課題 1 -> 本文によると、男が抗議のリプライを送ったあと、スマホはどうなったか。

本文 ->

»»

そして同じように、憤りが抑えきれない、怒号が飛び交うその事務所の発表ツイートへのリプライの山。
もちろん、男も黙ってはいられなかった。


『こんな状況で辛いであろう***ちゃんに後ほど事情説明させるんじゃなくて、運営が前に出て説明するのが筋ってものじゃないのでしょうか?
運営は演者を守るためにあるんじゃないの?運営が盾に使うとかふざけないでよ。せめて今は、***ちゃんにこれ以上負荷はかけないでください。』


声を荒げても何も変わらないだろうと思い、それでも抑えられない憤りをできうる限り抑えた上での抗議のリプライ。
しかし、男の予想を遥かに上回るレベルで、これに賛同?する声が凄まじい事になって
いいねをされた通知がとんでもないことになり、スマホが通知音を鳴らし続ける。
これには男も思わず驚いて、慌ててTwitterの通知を軒並みOFFにしたという・・・

そして男は同時に、音響関係やスタジオ関係、システム屋のツテを当たって、ライブの諸々に関して少しでも助けになればということも
それとなくしていたという・・・最終的にどこまで力になったのかはわからないけれども。

««

[記録データ]
»»

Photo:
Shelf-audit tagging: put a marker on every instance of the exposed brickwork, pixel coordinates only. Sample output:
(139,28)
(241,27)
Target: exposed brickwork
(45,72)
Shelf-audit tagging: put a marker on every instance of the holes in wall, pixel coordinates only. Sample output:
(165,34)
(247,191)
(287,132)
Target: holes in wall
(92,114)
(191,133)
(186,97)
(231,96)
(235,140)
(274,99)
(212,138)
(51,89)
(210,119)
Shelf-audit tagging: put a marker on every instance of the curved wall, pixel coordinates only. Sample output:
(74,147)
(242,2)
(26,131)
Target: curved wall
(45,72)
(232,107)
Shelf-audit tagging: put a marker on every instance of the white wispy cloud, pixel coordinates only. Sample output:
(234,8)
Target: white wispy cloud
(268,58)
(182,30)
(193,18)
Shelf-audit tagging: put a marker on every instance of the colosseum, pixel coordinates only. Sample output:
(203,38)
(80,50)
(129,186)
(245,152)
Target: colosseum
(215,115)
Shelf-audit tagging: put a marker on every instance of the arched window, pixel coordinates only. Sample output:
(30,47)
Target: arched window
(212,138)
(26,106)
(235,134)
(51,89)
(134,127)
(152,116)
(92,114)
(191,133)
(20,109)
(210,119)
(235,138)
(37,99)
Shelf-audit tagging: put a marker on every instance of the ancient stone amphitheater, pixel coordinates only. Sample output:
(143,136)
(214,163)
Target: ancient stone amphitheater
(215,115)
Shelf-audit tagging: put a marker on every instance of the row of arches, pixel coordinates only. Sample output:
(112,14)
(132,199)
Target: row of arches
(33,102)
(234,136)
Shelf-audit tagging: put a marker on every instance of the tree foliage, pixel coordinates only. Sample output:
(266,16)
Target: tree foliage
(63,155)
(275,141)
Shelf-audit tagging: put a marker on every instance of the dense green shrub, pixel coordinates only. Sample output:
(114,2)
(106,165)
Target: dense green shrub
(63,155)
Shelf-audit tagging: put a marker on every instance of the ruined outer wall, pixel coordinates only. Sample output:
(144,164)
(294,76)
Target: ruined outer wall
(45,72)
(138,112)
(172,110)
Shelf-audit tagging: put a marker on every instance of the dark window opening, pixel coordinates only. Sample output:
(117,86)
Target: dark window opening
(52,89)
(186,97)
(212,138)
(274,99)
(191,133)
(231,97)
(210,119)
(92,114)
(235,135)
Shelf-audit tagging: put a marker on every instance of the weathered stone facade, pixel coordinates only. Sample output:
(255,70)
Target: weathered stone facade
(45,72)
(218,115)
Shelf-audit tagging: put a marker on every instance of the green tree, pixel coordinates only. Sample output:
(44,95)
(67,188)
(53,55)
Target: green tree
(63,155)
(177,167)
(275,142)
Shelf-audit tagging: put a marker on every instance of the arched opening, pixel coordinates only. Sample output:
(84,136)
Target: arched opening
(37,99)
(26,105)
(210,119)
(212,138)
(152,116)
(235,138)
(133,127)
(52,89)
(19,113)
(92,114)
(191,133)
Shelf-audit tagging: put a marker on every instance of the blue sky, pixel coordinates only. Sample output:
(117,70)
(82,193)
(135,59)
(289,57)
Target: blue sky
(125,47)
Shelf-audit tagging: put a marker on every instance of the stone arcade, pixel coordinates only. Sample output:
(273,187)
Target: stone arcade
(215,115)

««
»»

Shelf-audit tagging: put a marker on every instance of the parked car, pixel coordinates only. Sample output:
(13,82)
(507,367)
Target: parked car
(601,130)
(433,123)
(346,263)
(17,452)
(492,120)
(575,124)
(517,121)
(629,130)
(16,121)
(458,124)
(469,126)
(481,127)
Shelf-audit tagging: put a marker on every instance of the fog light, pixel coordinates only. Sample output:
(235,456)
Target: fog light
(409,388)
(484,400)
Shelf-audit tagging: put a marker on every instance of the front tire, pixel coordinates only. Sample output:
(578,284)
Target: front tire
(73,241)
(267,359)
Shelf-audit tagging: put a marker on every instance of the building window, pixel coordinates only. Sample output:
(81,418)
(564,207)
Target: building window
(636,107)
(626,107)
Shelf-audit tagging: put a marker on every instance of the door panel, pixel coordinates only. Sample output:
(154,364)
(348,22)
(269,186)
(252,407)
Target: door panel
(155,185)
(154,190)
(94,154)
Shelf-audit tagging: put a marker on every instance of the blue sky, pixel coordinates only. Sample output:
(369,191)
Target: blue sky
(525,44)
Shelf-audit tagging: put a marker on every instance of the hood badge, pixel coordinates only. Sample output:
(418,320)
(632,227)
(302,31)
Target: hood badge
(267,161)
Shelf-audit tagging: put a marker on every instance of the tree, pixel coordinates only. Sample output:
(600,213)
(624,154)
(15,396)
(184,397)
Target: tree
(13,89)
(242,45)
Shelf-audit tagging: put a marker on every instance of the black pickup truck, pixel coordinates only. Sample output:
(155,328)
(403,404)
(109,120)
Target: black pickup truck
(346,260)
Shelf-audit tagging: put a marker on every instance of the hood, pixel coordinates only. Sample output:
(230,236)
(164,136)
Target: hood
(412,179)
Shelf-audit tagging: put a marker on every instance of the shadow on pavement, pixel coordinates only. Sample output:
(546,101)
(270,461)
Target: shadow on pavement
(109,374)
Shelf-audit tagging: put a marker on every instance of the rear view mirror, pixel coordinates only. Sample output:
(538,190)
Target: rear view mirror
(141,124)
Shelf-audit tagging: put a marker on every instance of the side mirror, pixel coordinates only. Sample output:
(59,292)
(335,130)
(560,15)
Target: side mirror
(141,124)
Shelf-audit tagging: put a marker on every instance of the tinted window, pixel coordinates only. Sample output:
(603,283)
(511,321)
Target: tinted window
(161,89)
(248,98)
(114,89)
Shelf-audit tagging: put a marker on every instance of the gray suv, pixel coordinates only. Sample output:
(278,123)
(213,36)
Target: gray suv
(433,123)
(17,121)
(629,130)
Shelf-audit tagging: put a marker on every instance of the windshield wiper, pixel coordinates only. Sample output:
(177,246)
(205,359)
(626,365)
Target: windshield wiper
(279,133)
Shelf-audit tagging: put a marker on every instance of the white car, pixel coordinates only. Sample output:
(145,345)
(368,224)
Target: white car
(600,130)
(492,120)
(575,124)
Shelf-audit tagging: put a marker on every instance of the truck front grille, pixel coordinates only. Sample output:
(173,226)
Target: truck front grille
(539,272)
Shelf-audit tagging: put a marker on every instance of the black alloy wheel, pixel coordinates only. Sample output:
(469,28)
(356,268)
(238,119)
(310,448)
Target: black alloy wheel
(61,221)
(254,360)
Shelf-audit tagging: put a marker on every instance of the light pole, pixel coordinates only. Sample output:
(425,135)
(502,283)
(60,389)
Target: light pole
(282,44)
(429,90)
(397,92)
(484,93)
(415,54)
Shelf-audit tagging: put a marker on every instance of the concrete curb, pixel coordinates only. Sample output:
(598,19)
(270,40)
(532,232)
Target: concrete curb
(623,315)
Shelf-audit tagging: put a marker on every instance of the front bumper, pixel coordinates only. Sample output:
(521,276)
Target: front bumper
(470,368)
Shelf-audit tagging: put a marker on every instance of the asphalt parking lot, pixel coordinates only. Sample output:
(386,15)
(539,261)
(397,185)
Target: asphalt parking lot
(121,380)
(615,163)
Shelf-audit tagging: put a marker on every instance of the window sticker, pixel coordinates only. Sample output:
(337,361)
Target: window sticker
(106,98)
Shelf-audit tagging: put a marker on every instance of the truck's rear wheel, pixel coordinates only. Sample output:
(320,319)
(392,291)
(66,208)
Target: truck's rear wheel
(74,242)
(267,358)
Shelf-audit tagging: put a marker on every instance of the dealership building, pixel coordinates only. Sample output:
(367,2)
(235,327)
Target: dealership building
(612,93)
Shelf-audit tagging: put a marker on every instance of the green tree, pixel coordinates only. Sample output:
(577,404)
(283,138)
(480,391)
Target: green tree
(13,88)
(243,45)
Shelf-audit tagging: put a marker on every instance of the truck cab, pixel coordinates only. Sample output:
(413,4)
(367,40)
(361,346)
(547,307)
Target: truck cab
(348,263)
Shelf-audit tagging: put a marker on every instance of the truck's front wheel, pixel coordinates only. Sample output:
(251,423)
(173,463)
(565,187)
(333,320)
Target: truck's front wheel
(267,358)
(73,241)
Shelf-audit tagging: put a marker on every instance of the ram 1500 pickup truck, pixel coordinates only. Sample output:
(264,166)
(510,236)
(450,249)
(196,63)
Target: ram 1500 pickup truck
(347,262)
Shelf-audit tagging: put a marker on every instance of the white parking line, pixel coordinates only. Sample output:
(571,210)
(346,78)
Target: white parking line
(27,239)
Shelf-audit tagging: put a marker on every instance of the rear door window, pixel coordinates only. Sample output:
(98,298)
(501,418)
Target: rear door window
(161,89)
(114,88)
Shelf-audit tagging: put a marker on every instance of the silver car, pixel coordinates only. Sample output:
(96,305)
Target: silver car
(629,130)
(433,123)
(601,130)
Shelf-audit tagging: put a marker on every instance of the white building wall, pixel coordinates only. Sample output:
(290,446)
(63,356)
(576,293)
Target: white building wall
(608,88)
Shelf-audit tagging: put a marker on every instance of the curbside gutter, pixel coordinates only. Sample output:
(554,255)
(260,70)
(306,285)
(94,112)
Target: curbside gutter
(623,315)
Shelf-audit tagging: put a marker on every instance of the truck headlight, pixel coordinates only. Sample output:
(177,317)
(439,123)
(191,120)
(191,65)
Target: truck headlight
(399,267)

««

課題 2 -> 上の行のうち、文字列"bumper"を含むものをすべて書き出せ。大文字と小文字は区別する。

解答 1 -> いいねをされた通知がとんでもないことになり、スマホが通知音を鳴らし続けた。

解答 2 ->
Shelf-audit tagging: put a marker on every instance of the front bumper, pixel coordinates only. Sample output:
Target: front bumper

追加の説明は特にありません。